*Aim of the exercise*.
Reproduce the lines of every item below without any change.

>>

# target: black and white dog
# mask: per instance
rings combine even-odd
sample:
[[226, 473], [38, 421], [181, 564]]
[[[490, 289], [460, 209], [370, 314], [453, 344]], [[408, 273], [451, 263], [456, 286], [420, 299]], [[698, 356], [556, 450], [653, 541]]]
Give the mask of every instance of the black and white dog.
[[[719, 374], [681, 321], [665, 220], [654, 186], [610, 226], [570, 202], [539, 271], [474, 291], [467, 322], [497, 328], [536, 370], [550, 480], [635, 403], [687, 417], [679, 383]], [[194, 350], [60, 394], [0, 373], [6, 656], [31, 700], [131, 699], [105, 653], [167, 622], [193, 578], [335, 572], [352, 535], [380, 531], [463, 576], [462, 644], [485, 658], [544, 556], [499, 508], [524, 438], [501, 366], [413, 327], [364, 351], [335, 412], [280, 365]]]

<<

*Answer to the task*.
# target: black and white dog
# mask: per instance
rings combine even-odd
sample:
[[226, 473], [38, 421], [181, 564]]
[[[490, 289], [460, 209], [370, 314], [453, 344]], [[408, 273], [451, 263], [456, 286], [420, 299]], [[698, 356], [556, 450], [653, 541]]]
Give the mask of every instance of the black and white dog.
[[[719, 374], [681, 321], [665, 220], [654, 186], [610, 226], [570, 202], [539, 271], [474, 291], [467, 322], [497, 328], [536, 370], [550, 480], [635, 403], [687, 417], [679, 383]], [[194, 350], [60, 394], [0, 373], [6, 656], [31, 700], [131, 699], [105, 653], [167, 622], [193, 578], [335, 572], [352, 535], [380, 531], [463, 576], [462, 644], [485, 658], [544, 556], [499, 508], [524, 438], [501, 366], [413, 327], [364, 351], [335, 412], [280, 365]]]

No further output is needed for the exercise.